*Exercise:*
How many of the lines below contain the string "propeller"? Matching is case-sensitive; reply with the number alone.

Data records
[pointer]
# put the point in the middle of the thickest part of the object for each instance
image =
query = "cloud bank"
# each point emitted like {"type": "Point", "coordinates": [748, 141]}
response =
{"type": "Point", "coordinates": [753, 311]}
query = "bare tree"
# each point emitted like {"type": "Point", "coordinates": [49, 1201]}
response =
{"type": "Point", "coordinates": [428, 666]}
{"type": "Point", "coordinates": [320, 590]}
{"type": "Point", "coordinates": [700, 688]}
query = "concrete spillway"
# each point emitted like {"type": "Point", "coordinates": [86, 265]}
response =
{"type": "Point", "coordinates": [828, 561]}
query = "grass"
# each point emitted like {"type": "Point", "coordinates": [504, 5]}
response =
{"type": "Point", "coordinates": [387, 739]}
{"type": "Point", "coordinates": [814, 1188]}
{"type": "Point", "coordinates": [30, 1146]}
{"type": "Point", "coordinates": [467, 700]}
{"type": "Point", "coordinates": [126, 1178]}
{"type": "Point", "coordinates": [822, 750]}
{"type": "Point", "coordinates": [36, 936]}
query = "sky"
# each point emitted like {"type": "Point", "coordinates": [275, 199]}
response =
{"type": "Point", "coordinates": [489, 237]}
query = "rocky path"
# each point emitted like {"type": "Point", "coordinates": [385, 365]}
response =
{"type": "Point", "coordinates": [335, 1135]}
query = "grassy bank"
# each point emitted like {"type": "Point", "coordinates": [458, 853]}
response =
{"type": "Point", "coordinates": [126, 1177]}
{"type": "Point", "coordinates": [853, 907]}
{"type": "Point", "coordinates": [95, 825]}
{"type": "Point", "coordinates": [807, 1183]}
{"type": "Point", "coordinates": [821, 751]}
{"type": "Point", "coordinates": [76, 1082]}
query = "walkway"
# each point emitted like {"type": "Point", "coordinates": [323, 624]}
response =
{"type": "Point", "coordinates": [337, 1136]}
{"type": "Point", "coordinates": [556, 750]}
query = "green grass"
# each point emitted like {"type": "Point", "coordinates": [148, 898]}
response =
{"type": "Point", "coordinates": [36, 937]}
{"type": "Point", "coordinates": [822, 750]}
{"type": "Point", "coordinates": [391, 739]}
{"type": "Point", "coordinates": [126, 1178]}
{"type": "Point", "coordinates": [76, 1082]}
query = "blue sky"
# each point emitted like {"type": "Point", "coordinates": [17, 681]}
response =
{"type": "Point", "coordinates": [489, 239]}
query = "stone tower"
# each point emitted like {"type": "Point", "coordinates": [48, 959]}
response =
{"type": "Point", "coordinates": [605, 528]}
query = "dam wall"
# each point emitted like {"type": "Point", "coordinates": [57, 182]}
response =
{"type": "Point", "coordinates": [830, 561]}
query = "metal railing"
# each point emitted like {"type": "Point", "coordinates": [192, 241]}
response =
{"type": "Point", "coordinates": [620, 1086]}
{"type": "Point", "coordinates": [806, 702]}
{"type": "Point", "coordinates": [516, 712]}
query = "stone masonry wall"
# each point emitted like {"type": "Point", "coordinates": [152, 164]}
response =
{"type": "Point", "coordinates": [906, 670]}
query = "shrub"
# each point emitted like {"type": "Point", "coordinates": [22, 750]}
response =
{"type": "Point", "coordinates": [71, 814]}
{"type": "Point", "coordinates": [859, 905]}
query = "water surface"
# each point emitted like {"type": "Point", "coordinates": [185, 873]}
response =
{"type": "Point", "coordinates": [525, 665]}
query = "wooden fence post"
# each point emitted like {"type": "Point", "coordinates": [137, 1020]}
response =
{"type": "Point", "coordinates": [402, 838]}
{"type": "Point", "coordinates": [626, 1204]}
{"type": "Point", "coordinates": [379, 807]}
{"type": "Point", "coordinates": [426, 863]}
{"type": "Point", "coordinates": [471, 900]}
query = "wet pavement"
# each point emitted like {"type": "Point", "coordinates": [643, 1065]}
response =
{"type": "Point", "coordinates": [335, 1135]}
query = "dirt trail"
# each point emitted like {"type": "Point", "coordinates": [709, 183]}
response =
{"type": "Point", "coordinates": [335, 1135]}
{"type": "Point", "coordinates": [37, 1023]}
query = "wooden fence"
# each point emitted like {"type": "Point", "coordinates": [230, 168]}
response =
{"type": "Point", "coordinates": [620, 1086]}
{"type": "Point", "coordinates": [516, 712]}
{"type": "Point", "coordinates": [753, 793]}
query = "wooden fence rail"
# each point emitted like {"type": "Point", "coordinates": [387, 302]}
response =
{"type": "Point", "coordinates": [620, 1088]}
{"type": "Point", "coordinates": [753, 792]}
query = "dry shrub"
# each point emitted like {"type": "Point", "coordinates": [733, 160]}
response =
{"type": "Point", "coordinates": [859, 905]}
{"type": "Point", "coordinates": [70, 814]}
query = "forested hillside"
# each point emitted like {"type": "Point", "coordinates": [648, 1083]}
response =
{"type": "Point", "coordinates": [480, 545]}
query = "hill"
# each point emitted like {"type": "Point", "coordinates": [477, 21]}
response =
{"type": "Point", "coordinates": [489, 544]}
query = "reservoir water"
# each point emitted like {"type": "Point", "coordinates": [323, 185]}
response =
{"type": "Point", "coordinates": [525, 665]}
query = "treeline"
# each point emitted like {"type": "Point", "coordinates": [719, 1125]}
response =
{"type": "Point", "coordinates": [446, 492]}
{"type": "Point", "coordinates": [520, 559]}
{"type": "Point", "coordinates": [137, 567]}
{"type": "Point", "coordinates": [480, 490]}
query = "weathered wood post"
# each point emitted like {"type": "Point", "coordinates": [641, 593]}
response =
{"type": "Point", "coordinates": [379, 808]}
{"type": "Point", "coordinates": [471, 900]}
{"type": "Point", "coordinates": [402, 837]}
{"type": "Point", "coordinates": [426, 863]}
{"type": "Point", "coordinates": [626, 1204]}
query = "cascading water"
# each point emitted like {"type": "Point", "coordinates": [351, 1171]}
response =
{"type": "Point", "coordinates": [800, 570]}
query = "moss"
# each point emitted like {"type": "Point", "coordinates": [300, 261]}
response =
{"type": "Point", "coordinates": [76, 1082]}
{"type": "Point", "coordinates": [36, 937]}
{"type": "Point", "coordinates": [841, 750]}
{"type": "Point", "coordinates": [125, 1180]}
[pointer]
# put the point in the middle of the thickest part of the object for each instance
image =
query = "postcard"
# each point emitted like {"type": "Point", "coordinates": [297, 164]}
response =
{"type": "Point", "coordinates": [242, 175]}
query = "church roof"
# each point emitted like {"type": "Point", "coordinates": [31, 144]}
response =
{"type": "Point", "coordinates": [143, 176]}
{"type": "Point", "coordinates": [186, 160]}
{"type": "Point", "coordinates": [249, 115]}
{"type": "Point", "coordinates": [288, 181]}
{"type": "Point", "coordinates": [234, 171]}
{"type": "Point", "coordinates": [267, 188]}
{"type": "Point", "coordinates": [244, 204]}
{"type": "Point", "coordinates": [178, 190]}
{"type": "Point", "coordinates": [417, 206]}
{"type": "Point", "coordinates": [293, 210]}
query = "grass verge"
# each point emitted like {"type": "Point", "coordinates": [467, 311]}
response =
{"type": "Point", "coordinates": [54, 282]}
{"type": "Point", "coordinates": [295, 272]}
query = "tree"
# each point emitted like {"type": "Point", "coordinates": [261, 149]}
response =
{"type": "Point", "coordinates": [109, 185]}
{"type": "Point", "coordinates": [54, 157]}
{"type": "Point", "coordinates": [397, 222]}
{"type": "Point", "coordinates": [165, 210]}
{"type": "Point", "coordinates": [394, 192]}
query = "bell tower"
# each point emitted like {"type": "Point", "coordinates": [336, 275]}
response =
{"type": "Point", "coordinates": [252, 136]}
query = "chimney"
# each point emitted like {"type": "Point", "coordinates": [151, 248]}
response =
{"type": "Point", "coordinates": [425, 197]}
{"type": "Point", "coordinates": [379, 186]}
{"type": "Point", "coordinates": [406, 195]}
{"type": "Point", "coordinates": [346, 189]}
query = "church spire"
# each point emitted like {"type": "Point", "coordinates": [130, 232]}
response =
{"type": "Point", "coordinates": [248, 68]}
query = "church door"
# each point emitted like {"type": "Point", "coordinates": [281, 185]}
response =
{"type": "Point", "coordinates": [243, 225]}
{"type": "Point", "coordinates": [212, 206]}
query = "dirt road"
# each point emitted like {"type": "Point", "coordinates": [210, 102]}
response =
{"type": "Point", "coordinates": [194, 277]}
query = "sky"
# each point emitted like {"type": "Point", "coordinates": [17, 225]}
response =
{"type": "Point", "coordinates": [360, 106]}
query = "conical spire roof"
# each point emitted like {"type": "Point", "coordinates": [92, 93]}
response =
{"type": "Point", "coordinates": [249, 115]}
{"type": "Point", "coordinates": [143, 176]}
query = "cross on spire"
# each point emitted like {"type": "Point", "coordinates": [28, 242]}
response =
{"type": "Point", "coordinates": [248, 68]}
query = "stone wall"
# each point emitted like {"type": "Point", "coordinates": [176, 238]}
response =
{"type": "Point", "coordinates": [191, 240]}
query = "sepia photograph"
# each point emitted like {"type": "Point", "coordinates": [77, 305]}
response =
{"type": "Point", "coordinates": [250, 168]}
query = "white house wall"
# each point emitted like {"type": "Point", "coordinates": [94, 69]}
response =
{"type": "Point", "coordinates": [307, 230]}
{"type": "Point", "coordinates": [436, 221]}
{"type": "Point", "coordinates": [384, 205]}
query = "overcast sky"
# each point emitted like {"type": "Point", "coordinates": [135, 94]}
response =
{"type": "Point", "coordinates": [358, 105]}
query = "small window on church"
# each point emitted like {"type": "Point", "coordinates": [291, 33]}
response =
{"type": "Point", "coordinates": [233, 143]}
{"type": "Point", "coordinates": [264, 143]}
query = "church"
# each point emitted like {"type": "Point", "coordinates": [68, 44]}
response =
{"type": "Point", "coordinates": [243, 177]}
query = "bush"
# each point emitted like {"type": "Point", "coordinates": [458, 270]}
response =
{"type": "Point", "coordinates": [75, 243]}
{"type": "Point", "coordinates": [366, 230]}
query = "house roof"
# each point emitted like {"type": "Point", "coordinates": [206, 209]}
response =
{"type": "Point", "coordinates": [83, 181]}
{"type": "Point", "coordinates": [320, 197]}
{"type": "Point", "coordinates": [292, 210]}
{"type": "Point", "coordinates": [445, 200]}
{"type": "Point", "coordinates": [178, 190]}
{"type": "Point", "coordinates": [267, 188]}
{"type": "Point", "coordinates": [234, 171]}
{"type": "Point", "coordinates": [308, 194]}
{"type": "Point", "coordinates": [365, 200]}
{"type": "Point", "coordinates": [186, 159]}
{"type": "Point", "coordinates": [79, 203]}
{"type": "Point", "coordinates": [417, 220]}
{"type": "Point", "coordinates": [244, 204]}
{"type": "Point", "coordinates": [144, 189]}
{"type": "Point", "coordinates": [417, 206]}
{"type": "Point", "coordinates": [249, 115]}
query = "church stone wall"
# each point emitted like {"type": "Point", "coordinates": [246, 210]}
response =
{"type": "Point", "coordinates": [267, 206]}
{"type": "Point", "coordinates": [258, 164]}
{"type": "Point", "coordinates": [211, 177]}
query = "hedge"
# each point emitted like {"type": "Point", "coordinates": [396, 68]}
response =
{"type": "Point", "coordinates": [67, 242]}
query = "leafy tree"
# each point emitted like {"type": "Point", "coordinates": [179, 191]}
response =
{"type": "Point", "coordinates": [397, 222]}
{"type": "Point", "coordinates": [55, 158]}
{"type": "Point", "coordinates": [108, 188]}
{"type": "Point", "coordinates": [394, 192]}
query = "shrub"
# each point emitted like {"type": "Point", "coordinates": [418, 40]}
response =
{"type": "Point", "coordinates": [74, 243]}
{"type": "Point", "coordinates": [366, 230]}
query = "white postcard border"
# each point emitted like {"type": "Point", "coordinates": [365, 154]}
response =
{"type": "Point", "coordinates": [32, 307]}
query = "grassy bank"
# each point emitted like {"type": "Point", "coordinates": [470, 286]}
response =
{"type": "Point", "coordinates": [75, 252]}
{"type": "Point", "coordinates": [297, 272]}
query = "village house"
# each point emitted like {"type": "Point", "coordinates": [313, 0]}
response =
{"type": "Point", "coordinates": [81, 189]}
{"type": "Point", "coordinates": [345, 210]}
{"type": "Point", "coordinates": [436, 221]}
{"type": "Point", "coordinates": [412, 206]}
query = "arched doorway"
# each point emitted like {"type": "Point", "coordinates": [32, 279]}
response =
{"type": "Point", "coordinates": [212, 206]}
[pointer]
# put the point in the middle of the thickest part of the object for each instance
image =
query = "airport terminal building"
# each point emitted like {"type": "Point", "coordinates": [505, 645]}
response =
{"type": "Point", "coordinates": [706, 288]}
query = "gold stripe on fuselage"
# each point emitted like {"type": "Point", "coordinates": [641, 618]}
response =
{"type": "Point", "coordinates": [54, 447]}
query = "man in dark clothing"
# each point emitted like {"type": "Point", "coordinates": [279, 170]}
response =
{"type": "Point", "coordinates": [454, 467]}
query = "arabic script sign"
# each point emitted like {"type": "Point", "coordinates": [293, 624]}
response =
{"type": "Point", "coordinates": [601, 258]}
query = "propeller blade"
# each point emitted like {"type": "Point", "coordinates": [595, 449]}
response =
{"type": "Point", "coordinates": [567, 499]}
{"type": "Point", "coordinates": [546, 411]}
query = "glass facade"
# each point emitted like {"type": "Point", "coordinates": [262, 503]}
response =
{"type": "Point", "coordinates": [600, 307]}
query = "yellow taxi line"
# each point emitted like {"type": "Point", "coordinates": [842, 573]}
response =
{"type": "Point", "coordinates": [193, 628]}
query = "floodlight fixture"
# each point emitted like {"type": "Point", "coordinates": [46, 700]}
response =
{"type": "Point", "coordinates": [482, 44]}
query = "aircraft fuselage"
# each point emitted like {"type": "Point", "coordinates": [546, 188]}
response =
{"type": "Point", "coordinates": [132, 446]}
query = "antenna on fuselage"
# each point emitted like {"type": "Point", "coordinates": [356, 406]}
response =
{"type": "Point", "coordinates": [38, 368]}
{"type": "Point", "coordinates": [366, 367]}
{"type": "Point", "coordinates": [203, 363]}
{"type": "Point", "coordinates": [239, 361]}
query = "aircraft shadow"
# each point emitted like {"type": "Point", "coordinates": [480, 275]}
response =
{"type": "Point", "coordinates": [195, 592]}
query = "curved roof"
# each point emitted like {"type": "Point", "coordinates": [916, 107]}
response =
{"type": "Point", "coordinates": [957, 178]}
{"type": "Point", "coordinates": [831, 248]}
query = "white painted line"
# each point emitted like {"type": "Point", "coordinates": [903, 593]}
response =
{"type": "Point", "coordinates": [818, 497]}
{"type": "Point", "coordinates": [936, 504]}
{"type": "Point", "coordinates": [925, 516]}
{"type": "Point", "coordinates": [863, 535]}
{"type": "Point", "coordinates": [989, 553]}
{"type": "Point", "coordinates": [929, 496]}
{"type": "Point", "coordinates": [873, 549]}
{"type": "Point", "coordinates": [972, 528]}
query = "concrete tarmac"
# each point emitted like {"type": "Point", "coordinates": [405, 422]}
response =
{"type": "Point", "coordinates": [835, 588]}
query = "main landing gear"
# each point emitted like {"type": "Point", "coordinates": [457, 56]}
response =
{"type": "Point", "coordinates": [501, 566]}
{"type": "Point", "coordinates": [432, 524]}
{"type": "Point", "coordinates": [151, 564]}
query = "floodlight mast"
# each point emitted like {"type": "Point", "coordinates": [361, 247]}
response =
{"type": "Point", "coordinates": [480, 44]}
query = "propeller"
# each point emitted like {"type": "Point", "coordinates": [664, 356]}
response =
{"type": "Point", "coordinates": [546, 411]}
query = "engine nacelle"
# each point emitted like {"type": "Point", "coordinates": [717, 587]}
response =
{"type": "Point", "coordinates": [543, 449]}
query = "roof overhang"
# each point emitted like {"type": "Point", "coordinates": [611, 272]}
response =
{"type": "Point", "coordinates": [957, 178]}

*Written answer:*
2